Exercise goal: In your copy, drop the images and return each record exactly as it stands.

※

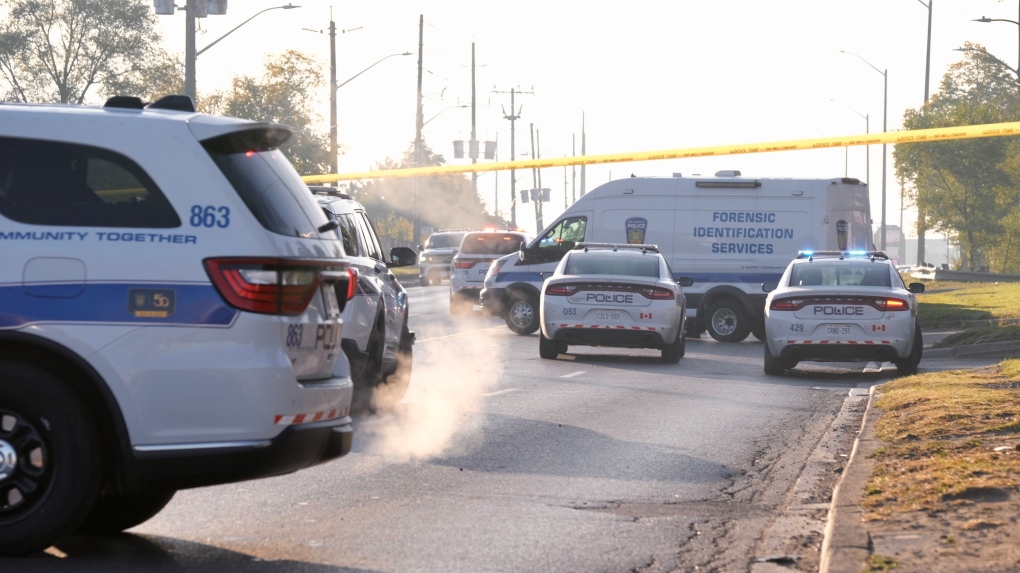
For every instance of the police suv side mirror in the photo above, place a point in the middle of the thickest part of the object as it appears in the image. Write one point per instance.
(402, 256)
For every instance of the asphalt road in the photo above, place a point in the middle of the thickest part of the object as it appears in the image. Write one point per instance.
(603, 460)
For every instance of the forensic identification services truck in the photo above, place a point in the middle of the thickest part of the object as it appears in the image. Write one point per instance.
(727, 232)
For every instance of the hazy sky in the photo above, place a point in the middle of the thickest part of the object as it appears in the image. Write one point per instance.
(645, 74)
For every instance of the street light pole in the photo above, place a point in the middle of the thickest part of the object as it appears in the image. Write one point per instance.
(191, 55)
(885, 106)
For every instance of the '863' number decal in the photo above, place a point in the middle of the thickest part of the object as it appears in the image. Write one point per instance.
(210, 216)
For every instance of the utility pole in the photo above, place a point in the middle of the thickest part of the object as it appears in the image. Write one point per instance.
(417, 138)
(333, 95)
(513, 117)
(473, 146)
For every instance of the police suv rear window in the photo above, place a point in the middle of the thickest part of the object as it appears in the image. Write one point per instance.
(609, 263)
(491, 244)
(267, 183)
(821, 273)
(60, 184)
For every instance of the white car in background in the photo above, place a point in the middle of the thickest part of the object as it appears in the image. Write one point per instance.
(477, 251)
(613, 295)
(832, 306)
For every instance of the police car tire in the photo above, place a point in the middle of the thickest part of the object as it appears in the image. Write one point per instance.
(521, 304)
(728, 310)
(49, 415)
(113, 514)
(548, 349)
(674, 352)
(908, 366)
(393, 388)
(773, 366)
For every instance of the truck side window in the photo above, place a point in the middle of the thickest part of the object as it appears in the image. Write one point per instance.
(570, 229)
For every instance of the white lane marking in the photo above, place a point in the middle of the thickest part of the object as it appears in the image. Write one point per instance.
(469, 332)
(499, 392)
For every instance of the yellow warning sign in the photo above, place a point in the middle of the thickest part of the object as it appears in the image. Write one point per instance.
(915, 136)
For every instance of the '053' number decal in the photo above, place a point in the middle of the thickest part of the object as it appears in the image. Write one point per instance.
(210, 216)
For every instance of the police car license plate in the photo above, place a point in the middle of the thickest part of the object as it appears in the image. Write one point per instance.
(838, 329)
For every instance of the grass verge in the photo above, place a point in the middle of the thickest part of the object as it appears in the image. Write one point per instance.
(947, 437)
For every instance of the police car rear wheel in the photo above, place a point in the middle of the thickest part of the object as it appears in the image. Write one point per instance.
(674, 352)
(727, 322)
(113, 514)
(773, 366)
(522, 313)
(51, 465)
(908, 366)
(548, 349)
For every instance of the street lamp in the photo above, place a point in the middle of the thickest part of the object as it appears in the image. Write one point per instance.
(1016, 21)
(990, 56)
(867, 149)
(885, 106)
(191, 55)
(334, 143)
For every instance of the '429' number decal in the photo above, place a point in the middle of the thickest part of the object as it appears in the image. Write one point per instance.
(210, 216)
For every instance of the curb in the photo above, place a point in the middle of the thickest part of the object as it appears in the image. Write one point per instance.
(1005, 349)
(849, 552)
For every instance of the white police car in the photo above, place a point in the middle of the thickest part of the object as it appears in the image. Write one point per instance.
(168, 316)
(476, 253)
(376, 339)
(832, 306)
(609, 295)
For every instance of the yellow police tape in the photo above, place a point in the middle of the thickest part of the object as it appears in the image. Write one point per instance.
(915, 136)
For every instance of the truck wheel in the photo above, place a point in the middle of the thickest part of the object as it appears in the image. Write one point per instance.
(548, 349)
(773, 366)
(522, 313)
(50, 462)
(727, 322)
(907, 366)
(113, 514)
(674, 352)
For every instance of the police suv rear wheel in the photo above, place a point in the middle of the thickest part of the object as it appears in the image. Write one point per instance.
(548, 349)
(51, 465)
(522, 313)
(727, 322)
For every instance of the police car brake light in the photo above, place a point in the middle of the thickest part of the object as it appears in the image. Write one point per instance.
(561, 290)
(657, 294)
(284, 287)
(890, 304)
(787, 304)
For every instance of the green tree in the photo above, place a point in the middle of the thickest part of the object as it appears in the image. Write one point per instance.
(285, 94)
(57, 50)
(966, 188)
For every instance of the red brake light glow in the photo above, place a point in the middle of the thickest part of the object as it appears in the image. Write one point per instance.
(284, 287)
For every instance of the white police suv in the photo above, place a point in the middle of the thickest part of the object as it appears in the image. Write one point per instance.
(476, 253)
(609, 295)
(168, 314)
(832, 306)
(376, 339)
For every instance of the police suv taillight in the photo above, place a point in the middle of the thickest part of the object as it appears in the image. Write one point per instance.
(263, 285)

※

Answer space:
For every instance of the police suv side mirror in the photo above, place a point in the middle of the thickest part of the object as it appears in the image. Write one point per instance.
(402, 256)
For every instance of the asphalt road in the photo above, place a point in the middle of the thickest part of the object as it appears in the image. Write one point per instance.
(603, 460)
For every instance of the forensic identification services truck in the photo above, place a point in the middle of the thickest part of the object as it appears in the image. Write one point per instance.
(727, 232)
For every instance of the hazy sky in the photo above, place a point in the middle of the thickest part of the object as it appears in the image. Write one point per instance.
(645, 74)
For every instance of the street light pole in the photo above, place a point in the middle of the thickest part of the object as it appears in the image. Write one point per instance.
(191, 55)
(885, 106)
For every instance of the '863' number decal in the photo above, place a point in the middle of the thickest part of the object as it appears in the image. Write one point per instance.
(210, 216)
For every instance of the utility pole in the photo above, place a point in the middle of the thickest part of the object as it appears in the image. Write one point per instance.
(417, 138)
(333, 95)
(513, 117)
(473, 146)
For every instance of the police suv rear window in the photo above, place a point in the middle of the thickest part of the object as it appears in the image. Write one point per instance.
(609, 263)
(491, 244)
(267, 183)
(821, 273)
(60, 184)
For every instance of the white car in background in the photo above, place a point in the middle of the thickest part of the object as it appears in the image. Write one point per instance.
(477, 251)
(613, 295)
(832, 306)
For every instance of the police car tire in the photo above, place a point in the middle of the thickest part of the object as it appears in the image. Write one point per instance.
(521, 304)
(728, 310)
(49, 415)
(113, 514)
(548, 349)
(674, 352)
(908, 366)
(393, 388)
(773, 366)
For every instance of the truck side window in the photo above, place a point in the middle of the thickest part of the object as it appears in the image. Write one point per instance.
(570, 229)
For every instance of the white lane marking in the photo above, place a point in the middle of the thickest part of the object as it appears in the image. Write one point per instance.
(469, 332)
(499, 392)
For every instance of the yellow warning sign in the photo above, place a point in the middle of the thickest part of the object as it appears in the image. Write one point per instance.
(915, 136)
For every instance of the '053' number decal in the photo above, place a point in the middle of the thickest part of the object as it appears in the image. Write one point per instance.
(210, 216)
For every instance of the police car license plate in the photo above, place a point in the middle of the thickest part of the object as it appears in the image. Write one point per instance.
(838, 329)
For every instance of the grass verge in the photo above, place a point in the middle of the thickest part of the object as it appears in the image. Write one point per instance.
(947, 437)
For every instance of the police car rear wheel in the photo above, place a point in the middle of the thickest part of the object as it appears in the image. Write one point per instance.
(674, 352)
(727, 322)
(113, 514)
(773, 366)
(522, 313)
(51, 465)
(908, 366)
(548, 349)
For every instance of the street lamp in the photo above, place a point in the middle of the thickest part of the object as it appears in the image. Write one point per instance.
(1016, 21)
(990, 56)
(867, 149)
(885, 106)
(191, 55)
(334, 143)
For every instance of the '429' number decal in the photo above, place a point in the middle of the thickest part of the object as it appears in the image. Write one point per instance.
(210, 216)
For every instance of the curb in the photo above, place a point in the middle of the thickest part of the object as it appears in the image. Write one point per instance.
(1005, 349)
(849, 552)
For every instance of the white police car in the photo above, place a point in the middle of the thickest part of the object as it appears in the image. Write one point per instance.
(168, 316)
(476, 253)
(376, 339)
(832, 306)
(609, 295)
For every instance of the yellow police tape in the photo above, place a point in the middle of the thickest part of the object as it appears in the image. Write one point per instance.
(915, 136)
For every instance of the truck wheel in the photo above, place a point in the middle of the thickest part of the object as it appears in the image. Write one point per instance.
(548, 349)
(773, 366)
(522, 313)
(50, 462)
(727, 322)
(907, 366)
(113, 514)
(674, 352)
For every instance of the police suv rear wheel in the photo above, place a point in the middle of the thickest part of the object as it appears in the image. Write one point per instance.
(548, 349)
(51, 465)
(522, 313)
(727, 322)
For every instance of the police car brake light in the photo above, place a point in the middle of the thickest part of the object as it appears in the image. Write one point per instance.
(561, 290)
(657, 294)
(284, 287)
(890, 304)
(787, 304)
For every instance of the green tree in the photo above, place a point in the middle of the thickest part of the object as it appears in the image. Write one point per instance.
(285, 94)
(57, 50)
(966, 188)
For every instance of the red brake light glow in the photo above, place a point in the middle of the thickest part of the object as it appears in the image. Write one point per instance.
(284, 287)
For every instance of the white police suv in the photo above, place a point in the middle of the thickest part of the object as it appears in the image. Write one point per instance.
(476, 253)
(609, 295)
(168, 314)
(832, 306)
(376, 339)
For every instance of the police suv taillight in the photo above, place a point in the middle of the thickest part of the object as it appears in the image. Write one point per instance.
(263, 285)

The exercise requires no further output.